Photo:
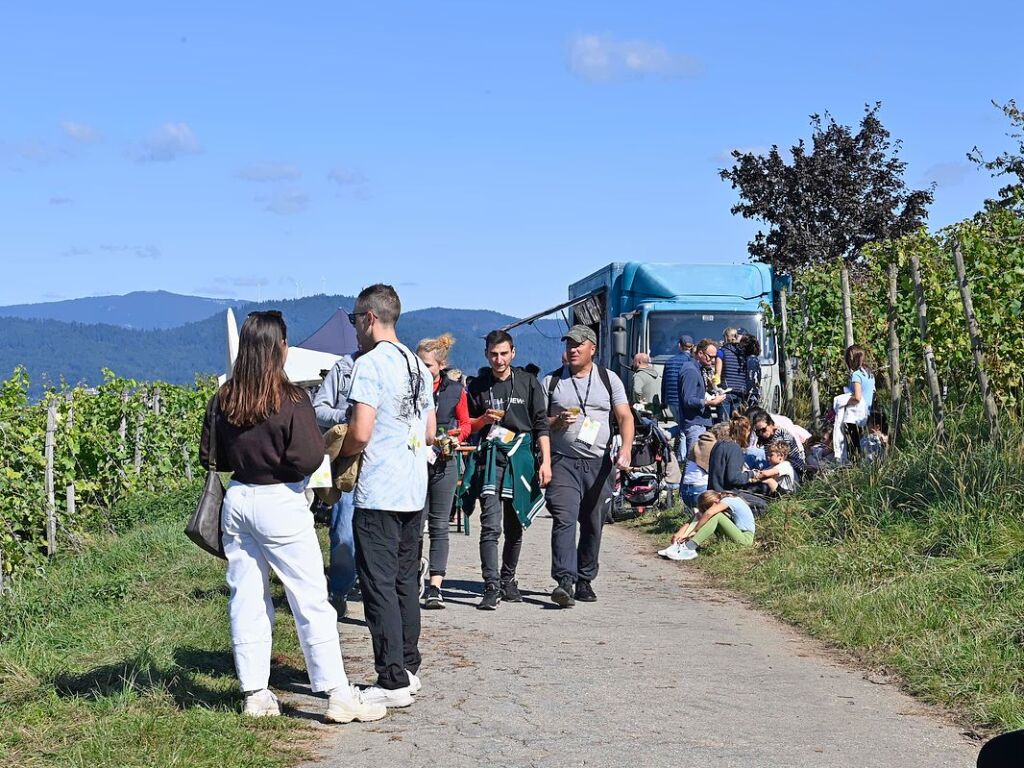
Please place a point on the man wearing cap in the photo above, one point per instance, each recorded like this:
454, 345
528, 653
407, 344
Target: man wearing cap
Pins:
670, 388
646, 384
584, 400
694, 402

**Exercise instructions:**
Transcribe all of the entries word for word, but skip any pictures they contain.

**Written answer:**
Photo:
Please place a point on the man wearing cap in the photo above, one point per instance, each recorded like this:
454, 345
528, 653
407, 344
Target: man wearing cap
Pins:
670, 388
646, 384
584, 400
694, 402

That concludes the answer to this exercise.